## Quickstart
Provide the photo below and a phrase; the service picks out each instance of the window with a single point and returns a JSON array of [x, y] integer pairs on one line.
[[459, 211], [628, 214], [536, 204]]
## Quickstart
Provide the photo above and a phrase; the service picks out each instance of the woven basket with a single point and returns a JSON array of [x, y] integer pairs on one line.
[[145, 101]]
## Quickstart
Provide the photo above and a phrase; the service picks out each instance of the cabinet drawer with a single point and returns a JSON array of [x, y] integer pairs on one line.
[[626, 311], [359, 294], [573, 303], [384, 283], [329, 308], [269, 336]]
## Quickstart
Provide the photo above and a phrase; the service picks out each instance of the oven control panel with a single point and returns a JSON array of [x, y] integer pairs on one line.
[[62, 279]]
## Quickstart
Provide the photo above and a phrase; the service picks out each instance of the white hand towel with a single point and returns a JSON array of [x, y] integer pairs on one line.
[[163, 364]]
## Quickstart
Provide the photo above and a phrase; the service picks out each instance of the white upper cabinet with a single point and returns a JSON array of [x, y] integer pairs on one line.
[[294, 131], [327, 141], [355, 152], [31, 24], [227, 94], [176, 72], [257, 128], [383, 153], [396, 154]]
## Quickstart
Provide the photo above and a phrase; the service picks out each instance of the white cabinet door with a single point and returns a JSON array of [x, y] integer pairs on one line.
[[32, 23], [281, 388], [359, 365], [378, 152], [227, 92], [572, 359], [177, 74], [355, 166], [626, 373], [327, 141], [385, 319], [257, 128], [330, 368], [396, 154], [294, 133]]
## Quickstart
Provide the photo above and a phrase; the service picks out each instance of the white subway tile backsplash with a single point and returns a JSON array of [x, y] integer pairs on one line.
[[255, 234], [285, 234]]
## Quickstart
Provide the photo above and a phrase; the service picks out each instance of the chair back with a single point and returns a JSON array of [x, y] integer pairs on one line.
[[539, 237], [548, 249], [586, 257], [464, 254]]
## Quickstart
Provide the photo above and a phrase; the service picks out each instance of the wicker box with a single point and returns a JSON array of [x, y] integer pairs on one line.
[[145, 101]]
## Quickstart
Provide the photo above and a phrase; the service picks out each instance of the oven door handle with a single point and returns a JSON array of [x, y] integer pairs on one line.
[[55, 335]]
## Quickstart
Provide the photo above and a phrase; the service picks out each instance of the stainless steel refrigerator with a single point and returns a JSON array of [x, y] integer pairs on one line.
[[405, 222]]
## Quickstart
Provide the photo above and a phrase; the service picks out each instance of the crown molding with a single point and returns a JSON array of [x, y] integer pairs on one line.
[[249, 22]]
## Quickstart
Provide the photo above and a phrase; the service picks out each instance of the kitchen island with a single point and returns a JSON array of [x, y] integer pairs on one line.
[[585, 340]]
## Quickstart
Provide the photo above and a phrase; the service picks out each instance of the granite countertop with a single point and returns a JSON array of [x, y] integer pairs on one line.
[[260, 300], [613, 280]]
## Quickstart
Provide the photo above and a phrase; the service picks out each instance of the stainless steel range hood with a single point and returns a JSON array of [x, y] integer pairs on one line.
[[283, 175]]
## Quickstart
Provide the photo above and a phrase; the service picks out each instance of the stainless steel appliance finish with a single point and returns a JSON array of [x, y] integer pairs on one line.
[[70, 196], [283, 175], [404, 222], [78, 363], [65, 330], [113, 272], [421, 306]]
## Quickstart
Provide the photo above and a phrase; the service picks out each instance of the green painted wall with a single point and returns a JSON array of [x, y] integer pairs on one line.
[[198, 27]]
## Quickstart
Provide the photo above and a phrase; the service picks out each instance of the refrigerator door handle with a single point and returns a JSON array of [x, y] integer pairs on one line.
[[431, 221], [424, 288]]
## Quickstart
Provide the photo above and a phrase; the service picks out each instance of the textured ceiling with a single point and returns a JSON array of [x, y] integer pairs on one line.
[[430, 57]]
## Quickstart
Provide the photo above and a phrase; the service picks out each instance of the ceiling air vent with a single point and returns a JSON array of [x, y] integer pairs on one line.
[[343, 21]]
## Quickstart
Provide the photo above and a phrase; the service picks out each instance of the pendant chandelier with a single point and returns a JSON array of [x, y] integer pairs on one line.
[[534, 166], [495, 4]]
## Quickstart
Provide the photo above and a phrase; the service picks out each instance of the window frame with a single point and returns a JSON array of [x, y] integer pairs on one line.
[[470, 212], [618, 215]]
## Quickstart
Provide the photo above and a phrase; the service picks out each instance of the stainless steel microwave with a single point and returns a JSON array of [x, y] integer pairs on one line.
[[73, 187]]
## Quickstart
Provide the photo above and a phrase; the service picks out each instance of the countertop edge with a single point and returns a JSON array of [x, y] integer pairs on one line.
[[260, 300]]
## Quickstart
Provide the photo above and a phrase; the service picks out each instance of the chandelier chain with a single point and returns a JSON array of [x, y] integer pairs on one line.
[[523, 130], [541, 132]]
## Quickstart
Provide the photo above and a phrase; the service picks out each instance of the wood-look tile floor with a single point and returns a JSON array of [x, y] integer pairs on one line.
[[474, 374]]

::::::

Exercise details:
Restate the whole of the material exactly.

Result:
## Quickstart
Provide the photo below and a phrase; the service picks out each instance of the window with a single point and returns a JSON array of [x, y] integer pairs on one line.
[[459, 211], [628, 214], [536, 204]]
## Quickstart
Provide the photo above and a phrase; the service picks out each instance of the woven basket with a single point and returns a JSON array of [x, y] integer pairs on one line.
[[145, 101]]
## Quickstart
Provide the photo above and a phrase; the service picks out each instance of the cabinet drawer with a single point and returns a JSON array of [x, y] integer pairs on one line.
[[626, 311], [359, 294], [573, 303], [384, 283], [329, 308], [269, 336]]
## Quickstart
Provide the photo above and a phrase; the service picks out each instance of the oven control panel with a single point and returns a JSON array of [x, y] integer pairs on one line.
[[62, 279]]
## Quickstart
Provide the photo above and a phrase; the service picks out each instance of the white hand towel with a single point and returns a JSON array of [x, y] integer pairs on one line.
[[163, 364]]
## Quickstart
Provide the photo above and a phrase; the service picks out each instance of the white upper cabinet with a single point and returns a JSON array of [x, y] integer pairs on one line.
[[294, 131], [327, 141], [355, 152], [31, 24], [227, 94], [176, 72], [257, 128], [383, 153], [396, 154]]
## Quickstart
Provide the photo above and a phrase; the service picks out each instance of the white cabinet door with a single point and returns a JSON array of [x, y] integer pairs on one line.
[[32, 23], [281, 388], [359, 365], [378, 152], [227, 92], [572, 359], [177, 74], [355, 166], [626, 373], [327, 141], [385, 319], [257, 128], [330, 368], [396, 154], [294, 133]]
## Quickstart
Provide the photo above and a phrase; the service picks out each instance of the white subway tile backsplash with a single point and returns a JSON array of [x, y] integer pairs on one line.
[[255, 234], [285, 234]]
## Quickstart
Provide the photo above and a phrase; the service picks out each instance of the chair back with a single point and returns a JSON array of [x, y] integer pairs on one line.
[[539, 237], [548, 249], [586, 257], [464, 254]]
## Quickstart
Provide the photo above and a phrase; the service picks out each instance of the wicker box with a single point and returns a JSON array of [x, y] integer pairs on one line.
[[145, 101]]
## Quickstart
Provide the photo above and a phrase; the service picks out each instance of the oven door handle with a single point and returns a JSON array of [x, y] integer pairs on one line.
[[55, 335]]
## Quickstart
Provide the photo above and a phrase; the service picks out each instance of the stainless steel refrigerator with a single point and returns a JSON array of [x, y] integer pairs on one line.
[[405, 222]]
## Quickstart
Provide the photo above and a phrase; the service picks out each instance of the crown molding with a single point and returns a JSON array of [x, y] integer pairs on one line.
[[249, 22]]
## Quickstart
Provide the photo above and a phrase; the service picks out each instance of the kitchen island with a single point and returns a JSON array of [x, y] integer pairs on one line.
[[585, 340]]
## Quickstart
Provide the photo above and a phrase; the service picks out each instance of the granite countertop with a single point and returns a JSON array of [x, y] integer pairs on one line.
[[260, 300], [613, 280]]
## Quickstart
Provide the photo above and a phrase; the service picks out each instance of the stainless steel range hood with a single point and returns a JSON array of [x, y] integer pairs on one line.
[[283, 175]]
## Quickstart
Provide the photo above and a phrase; the service picks out each instance of the stainless steel appliance finish with a single point and returns a JSON array of [x, y] integer pairs on one line.
[[70, 196], [283, 175], [404, 222], [78, 363], [65, 330], [113, 272], [421, 306]]
## Quickstart
Provide the photo above and a phrase; the service picks out each instance of the green painted wall with a single point and returns a JSON array of [x, y] integer pairs on one line.
[[198, 27]]
## Quickstart
Provide the photo above and a phrase; the service picks out each instance of the refrigerator door handle with a single point and returns a JSON array of [x, y] integer pairs on one line.
[[431, 221], [424, 288]]
## Quickstart
Provide the photo above and a phrase; the service picks out each instance of the textured ceiling with a single point and returns a JSON array of [x, y] integer pairs on one line.
[[430, 57]]
## Quickstart
Provide the photo above and a phrase; the service picks out each instance of the ceiling air vent with a single point and returns a JSON array of [x, y] integer pairs on one line.
[[343, 21]]
## Quickstart
Provide the photo above and a phrase; the service picks out each instance of the pendant chandelier with a single point and returns a JSON array of [x, y] integer pairs on one line.
[[534, 166], [495, 4]]
## Quickstart
Provide the photo above and a phrase; the service picks out each instance of the window frame with a single point and returns a JSON array of [x, y] integer pairs on one line.
[[470, 212], [618, 215]]
## Quickstart
Provide the photo above and a phrase; the service picks out each instance of the stainless steel microwave with a single point and returns a JSON array of [x, y] integer pairs on one line.
[[73, 187]]
## Quickstart
Provide the photo above and a phrase; the service picks out each instance of the countertop edge with a single point and returns a JSON array of [x, y] integer pairs on one line.
[[260, 300]]
## Quickstart
Provide the photo above and a phrase; the service picks out each instance of the chandelier chain with a single point and returns a JSON array of [x, y] integer pairs on one line.
[[523, 130], [541, 132]]
## Quickstart
Provide the photo above and a phrase; the service picks out each instance of the wood-look tile floor with a single point and returns a JSON array of [x, y] integer pairs on one line.
[[474, 374]]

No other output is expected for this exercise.